-- Start of Source --

One of my transport ships has a breakaway crate area like this :) The cockpit can fly, I think at max speed, even if the entire cargo gets broken off. Making a breakaway system would be pretty cool for this kind of situation, and lead to more modular designs of ships instead of big crate blocks.

There was already some mention of this kind of thing in this video:
Yes, there was mention of it... however the issue isn't that they were going to add a feature, the issue is that they added a meaningless convenience UI selection which had terrible consequences for gameplay. I want to combat the mindset that thought that was a good idea more than worry about solutions. When the Starbase devs create a solution, it's awesome! So no worry there. But whatever caused the break away from the original design, be it players "whining" or whatever, it needs to stop.

This is dangerous, and it seems there was too much attention given to a non-problem. As players complained about having to deal with ore, the answer should have been "get a friend to help you, then" or "deal with it" or "we're designing a furnace system that will make you have to completely redesign your ship and have all these extra weight and power and add extra management and reveal your ship like a glow stick at midnight with heat mechanics so players can come kill you" instead of "right-click, select delete."

When something is hard, players will complain. The response should be MAKE IT HARDER. It may seem counter-intuitive, but it's not. Every game with set rules that are hard is enjoyable. Dark and Darker, Dark Souls, WoW Raids, WoW Classic, Rust where people are killing you constantly, and so much more. Challenge builds an engaged playerbase. I'm not saying ignore the tedium of getting rid of ores you don't want from ore crates, but rather the approach/solution was uninspired in contrast to everything else that was delivered. It's not like this issue was a bottleneck for playing. If anything it added player interaction, as it was reasonable to tell your buddy to start dropping junk materials off the ship moving asteroid to asteroid. And since he was sitting there for 5 minutes doing nothing anyway, he feels useful, and you're glad to have your friend around mining with you. As it is now, there's zero reason why you wouldn't run 2 mining ships with 2 players - in effect, playing separately - where before, 2 players operating 1 ship was potentially more time efficient as dealing with the junk materials was a task that the second player could help with.

Why do ships have ownership in the first place?
The underlying structure of the game probably requires some form of ownership at this point, for safe-zone identification and so on. I would prefer these things to be moved to devices, though, such as being able to set a code or password that then matches your safe-zone to enable that behavior. But some ownership is currently kind of baked in. Lifeline (which is its own issue but, not big enough to worry about right now) would suck if everyone "attached" to your ship, for example. It's a code problem along with a database issue. They would have had to tackle the issue from the beginning with the mindset of no ownership... maybe they did at first... who knows...

-- End of Source --
-- Start of Listed entries --

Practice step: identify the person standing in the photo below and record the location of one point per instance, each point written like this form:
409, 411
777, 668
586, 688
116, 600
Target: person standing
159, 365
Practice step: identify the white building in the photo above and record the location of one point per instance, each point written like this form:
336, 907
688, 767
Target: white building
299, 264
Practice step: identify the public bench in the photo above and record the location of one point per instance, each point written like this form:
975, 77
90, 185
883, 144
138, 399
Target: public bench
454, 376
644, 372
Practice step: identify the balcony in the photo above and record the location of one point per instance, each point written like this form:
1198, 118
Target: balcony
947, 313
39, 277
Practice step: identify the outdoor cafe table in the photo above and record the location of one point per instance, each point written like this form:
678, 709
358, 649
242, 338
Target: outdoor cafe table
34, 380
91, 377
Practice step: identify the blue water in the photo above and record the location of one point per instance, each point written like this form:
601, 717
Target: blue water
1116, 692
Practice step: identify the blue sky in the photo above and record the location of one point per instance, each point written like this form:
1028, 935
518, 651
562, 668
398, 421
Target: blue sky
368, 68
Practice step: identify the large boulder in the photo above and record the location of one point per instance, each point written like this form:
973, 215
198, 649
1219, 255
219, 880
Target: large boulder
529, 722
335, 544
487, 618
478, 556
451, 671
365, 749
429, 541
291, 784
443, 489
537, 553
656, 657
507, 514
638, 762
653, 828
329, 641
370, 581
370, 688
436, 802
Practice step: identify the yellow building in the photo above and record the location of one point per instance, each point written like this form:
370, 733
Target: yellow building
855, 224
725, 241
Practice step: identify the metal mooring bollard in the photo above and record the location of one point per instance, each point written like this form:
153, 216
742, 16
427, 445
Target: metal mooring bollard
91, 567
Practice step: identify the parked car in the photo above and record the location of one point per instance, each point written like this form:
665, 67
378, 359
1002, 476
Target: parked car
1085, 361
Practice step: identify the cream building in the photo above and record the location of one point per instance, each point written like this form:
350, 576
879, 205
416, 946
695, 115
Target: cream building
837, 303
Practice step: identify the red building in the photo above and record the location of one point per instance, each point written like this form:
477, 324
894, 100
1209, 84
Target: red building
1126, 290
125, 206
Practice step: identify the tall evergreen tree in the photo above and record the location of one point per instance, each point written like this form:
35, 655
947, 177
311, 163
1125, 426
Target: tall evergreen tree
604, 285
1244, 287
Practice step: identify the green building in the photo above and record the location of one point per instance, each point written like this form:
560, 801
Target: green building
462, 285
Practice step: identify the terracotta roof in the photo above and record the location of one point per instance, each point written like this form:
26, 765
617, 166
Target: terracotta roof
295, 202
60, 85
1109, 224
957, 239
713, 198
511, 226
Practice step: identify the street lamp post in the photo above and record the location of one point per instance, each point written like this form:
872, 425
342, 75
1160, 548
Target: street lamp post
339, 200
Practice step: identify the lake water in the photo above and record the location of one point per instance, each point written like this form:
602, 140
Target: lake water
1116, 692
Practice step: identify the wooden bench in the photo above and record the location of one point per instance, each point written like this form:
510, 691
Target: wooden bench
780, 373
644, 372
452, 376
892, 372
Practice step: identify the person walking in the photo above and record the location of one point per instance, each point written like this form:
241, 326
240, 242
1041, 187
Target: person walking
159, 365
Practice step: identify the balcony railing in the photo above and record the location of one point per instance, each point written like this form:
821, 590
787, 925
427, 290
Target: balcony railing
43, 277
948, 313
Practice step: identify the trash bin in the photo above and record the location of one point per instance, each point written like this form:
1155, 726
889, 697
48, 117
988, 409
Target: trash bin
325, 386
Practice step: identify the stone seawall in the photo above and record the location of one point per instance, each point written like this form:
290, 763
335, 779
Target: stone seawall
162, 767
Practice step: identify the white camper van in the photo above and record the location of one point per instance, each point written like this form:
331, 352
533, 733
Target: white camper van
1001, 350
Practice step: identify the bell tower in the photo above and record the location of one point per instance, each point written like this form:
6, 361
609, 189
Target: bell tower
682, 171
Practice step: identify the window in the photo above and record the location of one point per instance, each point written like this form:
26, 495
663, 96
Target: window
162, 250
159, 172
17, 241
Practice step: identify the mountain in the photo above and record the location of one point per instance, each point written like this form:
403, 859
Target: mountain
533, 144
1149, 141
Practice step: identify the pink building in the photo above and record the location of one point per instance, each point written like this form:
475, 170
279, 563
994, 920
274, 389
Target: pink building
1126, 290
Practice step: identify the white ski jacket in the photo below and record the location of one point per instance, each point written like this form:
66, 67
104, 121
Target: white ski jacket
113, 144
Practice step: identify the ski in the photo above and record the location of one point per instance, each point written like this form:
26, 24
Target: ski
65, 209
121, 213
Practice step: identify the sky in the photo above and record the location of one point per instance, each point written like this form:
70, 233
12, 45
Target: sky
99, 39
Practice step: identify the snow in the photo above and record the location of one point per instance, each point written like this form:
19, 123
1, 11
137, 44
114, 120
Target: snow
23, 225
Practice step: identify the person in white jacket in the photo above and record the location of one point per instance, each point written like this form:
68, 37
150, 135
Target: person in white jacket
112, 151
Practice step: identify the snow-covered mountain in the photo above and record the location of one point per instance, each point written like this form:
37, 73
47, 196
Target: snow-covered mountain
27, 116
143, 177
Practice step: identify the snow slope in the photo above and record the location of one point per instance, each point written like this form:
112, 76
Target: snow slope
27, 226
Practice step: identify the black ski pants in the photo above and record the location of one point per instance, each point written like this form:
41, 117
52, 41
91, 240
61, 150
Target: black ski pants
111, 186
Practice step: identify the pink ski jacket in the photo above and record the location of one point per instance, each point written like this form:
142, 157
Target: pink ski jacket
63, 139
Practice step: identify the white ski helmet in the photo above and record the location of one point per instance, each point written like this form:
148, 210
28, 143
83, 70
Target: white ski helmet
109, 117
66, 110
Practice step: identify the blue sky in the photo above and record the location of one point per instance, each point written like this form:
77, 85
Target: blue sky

-- End of Listed entries --

--- What is asked ---
Write the next part of the Starbase game-design discussion, picking up right after its final sentence.

--- Task output ---
However, what if ships had no set owners?
I think it is possible to a degree; there should still be some final action which tells the servers which track ships "this is now an official ship" such as using the Deed tool on it. I remember making a ship from absolute scratch on the moon using scrap, and finding that it deleted the moment I left its range - it wasn't an actual "ship" according to the game. You wouldn't want every thrown-together set of parts to be a "ship" automatically, for server load and data issues, so some action which confirms something as a ship like the use of a Deed tool (which does work on a in-game crafted ship last I remember) would be viable.

Taking away ownership would require rethinking Lifeline and how ships are tracked in the Company and Access lists and so on. Actually, all of this is just a product of the initial problem, the SSC. Because without free storage and all these other things, players would be recycling old ships into new ones, and cleaning up their environment, and settling on specific designs they like, and playing the game... But anyway. As for the current state of things, removing set owners would be nice if it could be pulled off in some way, or made part of a ship device where the name on the device relates to who is the "owner" for purposes of serving the ship.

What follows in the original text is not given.